§ PAGE:
-- start --
I can't count how many times I was told I was "lazy" and "unmotivated" during my childhood. Its true, I admit it. I did the bare minimum needed, at the last minute possible. I've been punished, reprimanded, grounded, written papers, had my most loved items taken from me etc... you name it, my parents tried it. Did this motivate or stop me from being lazy... NO! What stopped me was when I realized it was in my best interest to change. That I was doing it for myself, and no one else, because I wanted to.
Issue #2:
- Skipped School
- At home alone w/ gf
Been there, done that. He's 17 years old, at this age, hes going to make the decisions he makes regardless of the potential consequences from mom. The only lesson he learned from this was not to trust his little brother. I assure you he's going to sneak off somewhere else with her, unsupervised and you'll never know, understand this. A punishment at this stage in his life will simply deteriorate your relationship with your son; he's going to choose "love" over you. You're responsibility is to be there when "love sucks" and to let him know it will be alright when she dumps him, that there are other fish in the sea. Now if you haven't (hopefully you have) make sure you have the "talk".
Issue #3:
- Doesn't have own car
- Uses family car when THEY need something done
Given we don't know your family and your son, you need to ask yourself what privileges your son DOES have. With what little information we have it sounds like you're still treating him like a young child.
- How does he go on dates?
- Does he have any time where he can be with just his gf? (movies, bowling, etc)
- Say he want's to go to the movies with his gf, do you drive them?! REALLY?
- Does he have a job?
- How does he earn money if not? (an allowance!?!?)
- Where is his responsibility? His independence?
TLDR;
He's 17, sit back, let auto-pilot take over, and be his crutch when he falls down.
-- end --
§ SOURCE DATA:
-- start --
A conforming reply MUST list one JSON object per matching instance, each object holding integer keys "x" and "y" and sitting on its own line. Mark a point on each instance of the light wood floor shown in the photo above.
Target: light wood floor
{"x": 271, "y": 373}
-- end --
§ AIM 1:
According to the parenting post, what is the only lesson the son learned from skipping school to be at home alone with his girlfriend?
§ AIM 2:
Reproduce a passage from the parenting post word for word. Begin at the words "- How does he go" and stop after "he falls down.".

§ COMPLETE ANSWER 1:
He learned not to trust his little brother.

§ COMPLETE ANSWER 2:
- How does he go on dates?
- Does he have any time where he can be with just his gf? (movies, bowling, etc)
- Say he want's to go to the movies with his gf, do you drive them?! REALLY?
- Does he have a job?
- How does he earn money if not? (an allowance!?!?)
- Where is his responsibility? His independence?
TLDR;
He's 17, sit back, let auto-pilot take over, and be his crutch when he falls down.